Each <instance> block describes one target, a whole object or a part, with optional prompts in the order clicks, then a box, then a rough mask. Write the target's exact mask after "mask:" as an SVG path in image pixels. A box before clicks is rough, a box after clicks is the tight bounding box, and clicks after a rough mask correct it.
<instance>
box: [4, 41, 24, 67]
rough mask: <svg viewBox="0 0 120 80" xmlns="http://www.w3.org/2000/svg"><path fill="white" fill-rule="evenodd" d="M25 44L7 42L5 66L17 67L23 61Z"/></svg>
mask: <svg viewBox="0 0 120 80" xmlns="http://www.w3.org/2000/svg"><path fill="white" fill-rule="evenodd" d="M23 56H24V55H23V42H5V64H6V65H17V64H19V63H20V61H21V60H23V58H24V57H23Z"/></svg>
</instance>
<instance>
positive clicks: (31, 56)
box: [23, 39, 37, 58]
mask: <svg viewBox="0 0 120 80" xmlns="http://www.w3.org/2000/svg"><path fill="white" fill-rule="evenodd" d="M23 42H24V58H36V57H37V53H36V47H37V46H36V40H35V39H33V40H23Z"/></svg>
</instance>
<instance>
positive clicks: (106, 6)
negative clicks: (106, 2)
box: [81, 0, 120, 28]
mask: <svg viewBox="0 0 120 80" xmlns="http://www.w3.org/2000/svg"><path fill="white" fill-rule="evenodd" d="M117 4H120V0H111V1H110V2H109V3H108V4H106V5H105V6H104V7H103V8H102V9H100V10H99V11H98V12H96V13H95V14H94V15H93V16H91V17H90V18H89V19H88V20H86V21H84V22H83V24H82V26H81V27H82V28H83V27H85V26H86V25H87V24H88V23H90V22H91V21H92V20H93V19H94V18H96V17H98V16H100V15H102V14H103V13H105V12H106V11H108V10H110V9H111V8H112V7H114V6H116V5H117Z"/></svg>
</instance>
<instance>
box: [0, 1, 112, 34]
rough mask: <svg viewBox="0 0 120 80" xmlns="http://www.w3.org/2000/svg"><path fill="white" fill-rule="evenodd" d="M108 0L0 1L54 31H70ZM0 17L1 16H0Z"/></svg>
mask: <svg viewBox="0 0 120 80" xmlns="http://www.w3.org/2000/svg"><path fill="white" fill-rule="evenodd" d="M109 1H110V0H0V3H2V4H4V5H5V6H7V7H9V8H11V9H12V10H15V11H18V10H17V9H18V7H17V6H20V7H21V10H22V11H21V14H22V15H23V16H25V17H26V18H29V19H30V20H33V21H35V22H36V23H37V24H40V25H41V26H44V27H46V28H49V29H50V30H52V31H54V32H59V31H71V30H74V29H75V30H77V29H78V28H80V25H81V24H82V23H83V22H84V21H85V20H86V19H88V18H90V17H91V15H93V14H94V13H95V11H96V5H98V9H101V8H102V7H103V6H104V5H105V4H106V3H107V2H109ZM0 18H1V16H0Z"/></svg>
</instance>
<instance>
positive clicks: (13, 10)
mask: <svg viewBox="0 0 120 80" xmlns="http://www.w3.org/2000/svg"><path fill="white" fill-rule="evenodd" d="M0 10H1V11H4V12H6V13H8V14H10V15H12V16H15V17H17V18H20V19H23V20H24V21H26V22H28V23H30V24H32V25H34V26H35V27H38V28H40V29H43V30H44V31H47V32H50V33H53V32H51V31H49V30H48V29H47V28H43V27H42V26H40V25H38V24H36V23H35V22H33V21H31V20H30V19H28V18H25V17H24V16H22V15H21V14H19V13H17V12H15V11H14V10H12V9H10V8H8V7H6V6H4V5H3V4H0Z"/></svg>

____________

* Exercise *
Using the records above, output exactly the lines from the first through the line that contains "box: [4, 41, 24, 67]", with both of those included.

* Solution to this task *
Each <instance> block describes one target, a whole object or a part, with optional prompts in the order clicks, then a box, then a rough mask. Write the target's exact mask after "mask:" as an SVG path in image pixels. A box before clicks is rough, a box after clicks is the tight bounding box, and clicks after a rough mask correct it.
<instance>
box: [4, 41, 24, 67]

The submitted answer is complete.